— START Selected excerpt —

# Child Trailers?



## Cab (20 Aug 2007)

I've directed the person who posted a question on this on another forum to here. But because its already there and I'm sure that input from anyone who is clued up would be helpful, I'll also post a link to there from here:

http://forum.downsizer.net/viewtopic.php?t=24994


----------



## Arch (20 Aug 2007)

Don't want to be faffed with posting on another forum just at the mo (assume you have to register?), but for what it's worth, cab, you can pass this on. I once saw a trailer with two kids in overturn - it was being towed round our tryout track by a woman whose older son decided it would be fun to ride into it (shoot for brains...) and she rode it into a kerb. Both kids, while a bit surprised, were perfectly unharmed, because they were strapped in and the trailer acted as a rollcage. That was the only time I've ever seen one tip over.

And cars do give them a wide berth. I carried some shopping in one once, it was great!


----------



## Cab (20 Aug 2007)

Cheers Paul/Arch, I'll pass that on.

You know how it is, when you see questions posted on a forum where more informed answers would be forthcoming elsewhere. What _is_ the correct etiquette for dealing with that?


----------



## Arch (20 Aug 2007)

Pretty much what you've done I'd say - point the person to a better source of info, but also provide a quick synopsis...

I've also heard a few people say, BTW, that putting the kids in the trailer and doing a few turns round the block can be a good way to get them off to sleep. Like putting them in the car..

Also of course, when the kids grow up, or aren't using it, you have a useful trailer for shopping etc...


----------



## hairyhippy (20 Aug 2007)

Cab, I've put a response on downsizer, as I inhabit there too


----------



## Cab (20 Aug 2007)

Ahh, yes, so I see


----------



## papercorn2000 (24 Oct 2007)

With Mr. P here. My daughter loved it (when she could stay awake!) it's more stable than a rack-mounted seat plus you have space for lunch, water, spares, raincoats etc. on a family day out. She's now outgrown the trailer and onto a tag-a-long. Trailer has been passed on to a pal with a younger kid.


----------



## PrettyboyTim (24 Oct 2007)

— END Selected excerpt —

» **Tasks for this exercise**
(a) Repeat word for word the stretch of the child trailer thread from "With Mr. P here." through "a younger kid.".
(b) Carry on the child trailer thread from the point where it ends.

— START Provided material —

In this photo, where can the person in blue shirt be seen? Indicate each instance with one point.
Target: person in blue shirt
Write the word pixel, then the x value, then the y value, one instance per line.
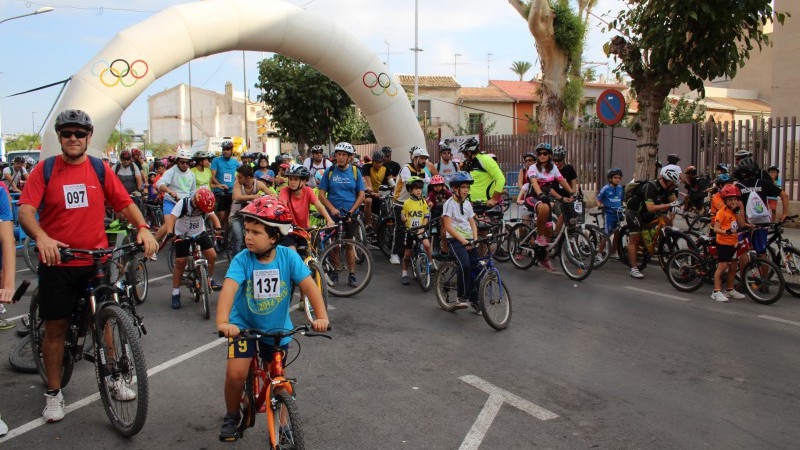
pixel 342 191
pixel 610 199
pixel 256 294
pixel 223 174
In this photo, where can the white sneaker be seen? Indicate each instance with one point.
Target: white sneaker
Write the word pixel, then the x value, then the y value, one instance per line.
pixel 120 390
pixel 54 407
pixel 733 293
pixel 719 296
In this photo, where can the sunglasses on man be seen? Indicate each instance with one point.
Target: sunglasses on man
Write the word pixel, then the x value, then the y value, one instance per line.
pixel 66 134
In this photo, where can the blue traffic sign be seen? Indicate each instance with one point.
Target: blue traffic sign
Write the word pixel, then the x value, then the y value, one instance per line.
pixel 610 106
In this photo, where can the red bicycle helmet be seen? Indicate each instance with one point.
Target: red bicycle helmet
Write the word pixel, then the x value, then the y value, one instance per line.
pixel 730 190
pixel 437 179
pixel 205 200
pixel 271 212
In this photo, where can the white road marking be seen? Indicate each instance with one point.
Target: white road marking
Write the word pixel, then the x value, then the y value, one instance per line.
pixel 94 397
pixel 497 396
pixel 645 291
pixel 778 319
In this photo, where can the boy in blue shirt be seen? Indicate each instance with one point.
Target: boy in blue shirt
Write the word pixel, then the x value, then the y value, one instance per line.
pixel 610 199
pixel 257 293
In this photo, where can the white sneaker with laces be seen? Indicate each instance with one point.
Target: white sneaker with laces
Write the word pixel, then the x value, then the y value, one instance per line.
pixel 719 296
pixel 733 293
pixel 120 390
pixel 53 408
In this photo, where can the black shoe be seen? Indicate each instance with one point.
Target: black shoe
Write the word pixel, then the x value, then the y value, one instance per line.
pixel 230 428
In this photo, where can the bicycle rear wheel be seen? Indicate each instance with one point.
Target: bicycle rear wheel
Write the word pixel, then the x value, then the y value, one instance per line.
pixel 446 286
pixel 337 271
pixel 122 380
pixel 318 275
pixel 577 256
pixel 29 253
pixel 763 281
pixel 495 302
pixel 286 423
pixel 37 338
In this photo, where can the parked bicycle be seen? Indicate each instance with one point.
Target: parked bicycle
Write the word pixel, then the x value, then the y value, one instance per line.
pixel 488 288
pixel 268 390
pixel 113 346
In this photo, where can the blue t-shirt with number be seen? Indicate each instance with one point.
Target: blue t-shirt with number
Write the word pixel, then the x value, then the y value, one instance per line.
pixel 265 290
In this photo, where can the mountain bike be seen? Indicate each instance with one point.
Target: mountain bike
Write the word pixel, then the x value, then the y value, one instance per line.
pixel 575 251
pixel 488 289
pixel 113 343
pixel 420 263
pixel 268 390
pixel 335 251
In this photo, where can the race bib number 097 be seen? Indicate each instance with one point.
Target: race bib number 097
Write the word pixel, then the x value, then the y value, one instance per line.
pixel 75 196
pixel 266 283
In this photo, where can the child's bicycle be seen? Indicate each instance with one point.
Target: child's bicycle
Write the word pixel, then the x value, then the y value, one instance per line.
pixel 421 267
pixel 688 269
pixel 489 290
pixel 268 390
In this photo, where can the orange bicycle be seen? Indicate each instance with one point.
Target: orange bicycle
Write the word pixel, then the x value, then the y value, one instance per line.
pixel 268 390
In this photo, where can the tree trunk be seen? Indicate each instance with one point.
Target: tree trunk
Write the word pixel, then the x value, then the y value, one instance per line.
pixel 554 64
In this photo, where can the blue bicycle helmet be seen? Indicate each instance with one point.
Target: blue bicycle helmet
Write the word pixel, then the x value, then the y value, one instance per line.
pixel 460 178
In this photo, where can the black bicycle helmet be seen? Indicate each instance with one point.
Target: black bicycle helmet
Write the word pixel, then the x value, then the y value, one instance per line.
pixel 614 171
pixel 73 117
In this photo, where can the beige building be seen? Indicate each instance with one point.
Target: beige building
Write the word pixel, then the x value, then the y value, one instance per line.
pixel 213 114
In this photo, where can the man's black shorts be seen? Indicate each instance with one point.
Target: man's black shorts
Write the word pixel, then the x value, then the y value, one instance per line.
pixel 59 290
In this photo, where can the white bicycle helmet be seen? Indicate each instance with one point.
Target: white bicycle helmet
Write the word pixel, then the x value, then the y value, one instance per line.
pixel 420 152
pixel 670 174
pixel 344 147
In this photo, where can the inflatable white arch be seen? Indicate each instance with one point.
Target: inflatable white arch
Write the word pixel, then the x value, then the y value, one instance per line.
pixel 139 55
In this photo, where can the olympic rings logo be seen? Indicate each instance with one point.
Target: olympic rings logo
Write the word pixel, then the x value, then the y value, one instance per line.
pixel 120 72
pixel 379 84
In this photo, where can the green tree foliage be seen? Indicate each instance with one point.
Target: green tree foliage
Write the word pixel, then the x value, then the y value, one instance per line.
pixel 305 105
pixel 520 68
pixel 24 142
pixel 354 129
pixel 664 43
pixel 682 111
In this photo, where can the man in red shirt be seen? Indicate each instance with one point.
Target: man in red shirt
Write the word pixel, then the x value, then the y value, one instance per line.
pixel 71 215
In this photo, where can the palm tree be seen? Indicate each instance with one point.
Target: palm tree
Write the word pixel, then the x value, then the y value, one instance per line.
pixel 520 67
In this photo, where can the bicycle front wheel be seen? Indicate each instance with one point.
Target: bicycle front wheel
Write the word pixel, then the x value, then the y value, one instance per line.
pixel 29 253
pixel 204 292
pixel 286 423
pixel 318 275
pixel 138 279
pixel 446 286
pixel 344 275
pixel 495 302
pixel 122 379
pixel 577 256
pixel 763 281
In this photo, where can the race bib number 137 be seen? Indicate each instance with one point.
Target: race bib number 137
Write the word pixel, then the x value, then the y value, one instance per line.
pixel 266 283
pixel 75 196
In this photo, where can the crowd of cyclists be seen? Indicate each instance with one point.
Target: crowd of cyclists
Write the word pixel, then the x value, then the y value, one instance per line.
pixel 257 206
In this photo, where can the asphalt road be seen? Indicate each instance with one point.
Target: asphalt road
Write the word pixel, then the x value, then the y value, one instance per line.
pixel 611 362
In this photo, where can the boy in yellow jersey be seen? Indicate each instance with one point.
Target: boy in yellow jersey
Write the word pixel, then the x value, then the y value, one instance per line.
pixel 414 214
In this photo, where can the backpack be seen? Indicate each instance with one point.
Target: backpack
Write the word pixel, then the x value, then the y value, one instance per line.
pixel 755 210
pixel 633 191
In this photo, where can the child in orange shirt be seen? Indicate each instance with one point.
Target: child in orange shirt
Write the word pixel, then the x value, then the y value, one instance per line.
pixel 726 227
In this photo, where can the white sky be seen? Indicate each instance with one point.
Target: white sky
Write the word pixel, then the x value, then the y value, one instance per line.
pixel 42 49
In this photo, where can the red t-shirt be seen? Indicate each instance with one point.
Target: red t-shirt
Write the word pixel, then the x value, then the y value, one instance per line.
pixel 299 206
pixel 73 206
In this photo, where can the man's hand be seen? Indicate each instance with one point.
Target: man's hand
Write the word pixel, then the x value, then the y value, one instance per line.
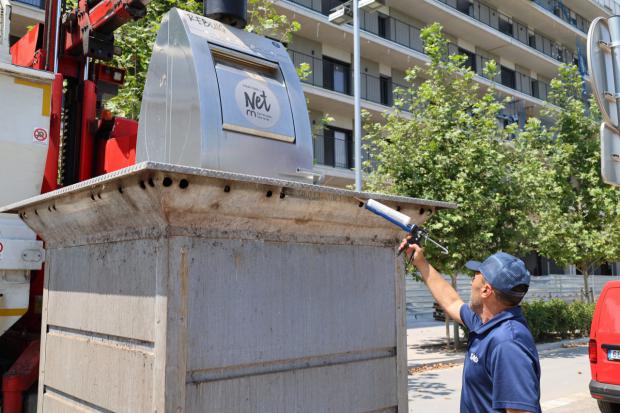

— END Provided material —

» **Responses to the exercise**
(a)
With Mr. P here. My daughter loved it (when she could stay awake!) it's more stable than a rack-mounted seat plus you have space for lunch, water, spares, raincoats etc. on a family day out. She's now outgrown the trailer and onto a tag-a-long. Trailer has been passed on to a pal with a younger kid.

(b)
I've almost always found that drivers are very courteous to me when I am pulling my son along in our child trailer. They'll often stop to let us cross at crossroads and to turn right in front of them, and normally give us a lot of clearance. I don't think tipping over is a problem as long as you take corners at a sensible speed, and I'm sure the whole fumes thing is a red herring. The trailer is at a similar level to pushchairs, and the trailer is always at least a couple of bike lengths (normally much more) from any exhaust pipes in front. As the exhaust comes out hot, it rises pretty quickly so I'd guess it wouldn't affect anyone down at that level.


----------



## BentMikey (25 Oct 2007)

Trailers are very safe, IMO. I used to collect miniMikey the pikey in a Burley D'Lite from nursery school, a 6 mile round trip. Plus the shopping.

Here's a safety report from Germany:
http://www.londonskaters.com/cycling/article-child-trailer-safety.htm

Much safer than child seats, according to this.


----------



## mickle (2 Nov 2007)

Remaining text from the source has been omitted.